Document passage:
>> Begin

# My prints



## Gator_Nutz (Sep 27, 2006)

I went by my wife's work this morning and finally got a look at the prints they bought from me for their reception area. It was nice to see them hanging. There are two more in different locations. I am hoping to do a few more for other areas of the facility.


----------



## MT Stringer (May 21, 2004)

James, those really turned out great. In fact, I think you outdid yourself! 
Congrats on a fine job.
Mike


----------



## Pocketfisherman (May 30, 2005)

Nice work !!


----------



## ifish2 (Aug 13, 2005)

Those are really cool. It's amazing how something we take for granted can look like art with the right touch (and artist).


----------



## fishphoto (Mar 3, 2005)

Congrats James, those look awesome!


----------



## grayfish (Jul 31, 2005)

Looking good James. Nice to see them hanging on the wall.


----------



## Gator_Nutz (Sep 27, 2006)

Thanks guys. I was very pleased to see them hanging. My wife was in charge of their actual placement and I think she did a great job and selected the shots and the order that best fit the decor. They were very pleased with the overall results.

>> End

Set of tasks:
A. In the prints thread, who was in charge of the actual placement of the prints?
B. Please transcribe from the prints thread everything from "I went by my" down to "you outdid yourself!" without changing a word.
C. Go on with the forum thread about the prints hung at the wife's workplace, picking up after its last post.

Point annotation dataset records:

>> Begin

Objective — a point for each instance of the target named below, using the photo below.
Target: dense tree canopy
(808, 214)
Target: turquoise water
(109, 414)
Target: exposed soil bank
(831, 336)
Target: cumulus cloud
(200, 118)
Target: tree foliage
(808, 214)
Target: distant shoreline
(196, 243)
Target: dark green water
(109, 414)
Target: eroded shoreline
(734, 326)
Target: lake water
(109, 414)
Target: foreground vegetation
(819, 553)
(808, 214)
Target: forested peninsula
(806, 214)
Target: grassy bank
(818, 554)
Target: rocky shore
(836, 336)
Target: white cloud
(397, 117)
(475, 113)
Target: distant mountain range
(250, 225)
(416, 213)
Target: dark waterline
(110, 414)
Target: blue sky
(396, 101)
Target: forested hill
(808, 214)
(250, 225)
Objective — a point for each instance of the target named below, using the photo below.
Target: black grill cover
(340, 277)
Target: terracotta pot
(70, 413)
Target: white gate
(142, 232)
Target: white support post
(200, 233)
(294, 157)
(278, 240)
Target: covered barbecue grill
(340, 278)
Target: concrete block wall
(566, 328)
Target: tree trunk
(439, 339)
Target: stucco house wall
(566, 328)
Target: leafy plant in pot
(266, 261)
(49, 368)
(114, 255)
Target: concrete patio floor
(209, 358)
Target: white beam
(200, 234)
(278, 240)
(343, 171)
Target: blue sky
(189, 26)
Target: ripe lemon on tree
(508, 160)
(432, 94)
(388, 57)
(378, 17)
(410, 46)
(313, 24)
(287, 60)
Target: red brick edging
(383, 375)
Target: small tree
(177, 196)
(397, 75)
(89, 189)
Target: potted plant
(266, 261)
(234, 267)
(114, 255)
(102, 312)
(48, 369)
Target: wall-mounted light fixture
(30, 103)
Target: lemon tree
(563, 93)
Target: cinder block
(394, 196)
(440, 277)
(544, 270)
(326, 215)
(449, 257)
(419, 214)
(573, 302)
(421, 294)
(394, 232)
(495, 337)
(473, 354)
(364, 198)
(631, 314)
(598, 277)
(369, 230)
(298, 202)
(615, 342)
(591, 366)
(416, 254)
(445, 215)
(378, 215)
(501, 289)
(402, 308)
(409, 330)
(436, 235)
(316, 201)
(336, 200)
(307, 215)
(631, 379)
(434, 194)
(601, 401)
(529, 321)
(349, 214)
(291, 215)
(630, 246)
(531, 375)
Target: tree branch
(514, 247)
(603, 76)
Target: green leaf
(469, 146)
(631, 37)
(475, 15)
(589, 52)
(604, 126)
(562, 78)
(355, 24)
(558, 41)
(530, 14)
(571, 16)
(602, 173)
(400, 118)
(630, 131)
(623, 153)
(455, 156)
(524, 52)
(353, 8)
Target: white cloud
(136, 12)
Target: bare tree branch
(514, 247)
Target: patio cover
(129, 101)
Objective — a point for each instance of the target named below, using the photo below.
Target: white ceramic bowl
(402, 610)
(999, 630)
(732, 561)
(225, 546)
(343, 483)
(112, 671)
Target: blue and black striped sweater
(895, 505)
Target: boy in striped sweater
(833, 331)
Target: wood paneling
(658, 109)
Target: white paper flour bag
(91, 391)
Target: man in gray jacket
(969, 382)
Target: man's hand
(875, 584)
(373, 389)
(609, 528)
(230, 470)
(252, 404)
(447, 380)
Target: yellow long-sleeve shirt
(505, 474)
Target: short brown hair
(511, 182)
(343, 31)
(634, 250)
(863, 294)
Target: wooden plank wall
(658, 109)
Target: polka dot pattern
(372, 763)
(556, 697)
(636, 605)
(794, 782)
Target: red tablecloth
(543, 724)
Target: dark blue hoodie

>> End

The answers:
A. Gator_Nutz's wife.

B.
I went by my wife's work this morning and finally got a look at the prints they bought from me for their reception area. It was nice to see them hanging. There are two more in different locations. I am hoping to do a few more for other areas of the facility.


----------



## MT Stringer (May 21, 2004)

James, those really turned out great. In fact, I think you outdid yourself!

C.
----------



## RustyBrown (May 29, 2004)

You can print them? :wink: 

Nicely done James...


----------



## Koru (Sep 25, 2006)

okay, seeing as how we have a similar sense of warped humour, you might understand this...

you take photos of your photos??? 

i love them! they look awesome!

no name plaque?


----------



## richg99 (Aug 21, 2004)

Super Job, James. Best place my shoots get to hang is in MY computer room! ha ha Congratulations..Rich


----------



## Gator_Nutz (Sep 27, 2006)

Why yes. I do take photos of my photos Next I will post a photo of me taking a photo of me taking photos of my photos.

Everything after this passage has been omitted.